--- Your task ---
Find every line in the listing below that contains the string "with", treating uppercase and lowercase as different, and copy each of those lines in full.

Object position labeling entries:
━━━━━━━━━━━━━━━━

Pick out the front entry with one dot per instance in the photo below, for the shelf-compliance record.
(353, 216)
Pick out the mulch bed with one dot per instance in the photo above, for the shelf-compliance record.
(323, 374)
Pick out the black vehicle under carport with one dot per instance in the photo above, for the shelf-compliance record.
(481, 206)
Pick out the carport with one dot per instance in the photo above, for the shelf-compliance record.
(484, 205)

━━━━━━━━━━━━━━━━

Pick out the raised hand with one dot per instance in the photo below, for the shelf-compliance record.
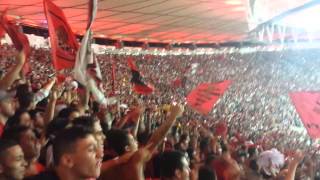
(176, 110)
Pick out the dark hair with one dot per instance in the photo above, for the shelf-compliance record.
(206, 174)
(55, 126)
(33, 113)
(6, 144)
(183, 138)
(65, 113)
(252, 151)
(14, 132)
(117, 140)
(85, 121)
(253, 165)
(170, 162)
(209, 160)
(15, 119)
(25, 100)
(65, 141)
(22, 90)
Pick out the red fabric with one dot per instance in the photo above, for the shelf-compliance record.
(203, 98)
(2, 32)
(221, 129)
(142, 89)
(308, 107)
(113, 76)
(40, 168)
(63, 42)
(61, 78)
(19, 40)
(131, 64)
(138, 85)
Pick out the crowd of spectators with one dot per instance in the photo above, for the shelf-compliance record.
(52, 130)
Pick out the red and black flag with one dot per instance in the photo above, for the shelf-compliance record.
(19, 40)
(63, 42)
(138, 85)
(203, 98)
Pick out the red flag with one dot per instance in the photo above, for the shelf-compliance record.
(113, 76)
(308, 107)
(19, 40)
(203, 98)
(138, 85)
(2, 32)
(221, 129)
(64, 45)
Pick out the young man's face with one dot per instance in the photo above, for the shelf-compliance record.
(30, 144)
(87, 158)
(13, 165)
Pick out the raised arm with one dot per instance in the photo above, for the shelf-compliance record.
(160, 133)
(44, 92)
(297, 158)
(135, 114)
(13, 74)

━━━━━━━━━━━━━━━━

--- Written reply ---
Pick out the front entry with one dot per instance in the photo below, for the shelf-compliance record.
Pick out the mulch bed with one dot per instance in the photo above, for the shelf-compliance record.
Pick out the black vehicle under carport with one dot per instance in the photo above, for the shelf-compliance record.
Pick out the carport with one dot per instance in the photo above, for the shelf-compliance record.
Pick out the raised hand with one dot per instance in the photo below, for the shelf-compliance record.
Pick out the dark hair with one dot per instance in the photo above, for the shelf-compliance record.
Pick out the red fabric with one dot per instance in the photo above, for the shelf-compliance record.
Pick out the crowd of spectators with one dot per instance in the photo above, for the shelf-compliance record.
Pick out the red and black flag with one dot per instance in the photo above, for the shelf-compliance record.
Pick out the red flag with one dot per instance in the photo above, for the shelf-compliance record.
Pick out the young man's face with one dot per instance in the photo above, for the shelf-compliance record.
Pick out the raised arm with one dot per instance in the photo above, for the shelf-compliance record.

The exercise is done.